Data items
Segment Open

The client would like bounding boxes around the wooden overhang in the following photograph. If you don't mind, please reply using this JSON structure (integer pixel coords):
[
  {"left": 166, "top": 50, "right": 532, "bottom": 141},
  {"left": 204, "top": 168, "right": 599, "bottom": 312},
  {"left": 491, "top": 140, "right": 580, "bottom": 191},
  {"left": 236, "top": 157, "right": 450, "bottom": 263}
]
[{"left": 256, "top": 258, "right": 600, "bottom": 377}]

Segment Closed

YOUR INSTRUCTIONS: Retype the entries exactly; leave nothing out.

ANSWER BELOW:
The client would like bounding boxes around the wooden overhang in the following photograph. If you don't mind, please reply using this JSON structure (integer pixel coords):
[
  {"left": 166, "top": 50, "right": 532, "bottom": 141},
  {"left": 204, "top": 168, "right": 599, "bottom": 312},
  {"left": 491, "top": 140, "right": 580, "bottom": 191},
  {"left": 236, "top": 157, "right": 450, "bottom": 263}
]
[{"left": 256, "top": 258, "right": 600, "bottom": 377}]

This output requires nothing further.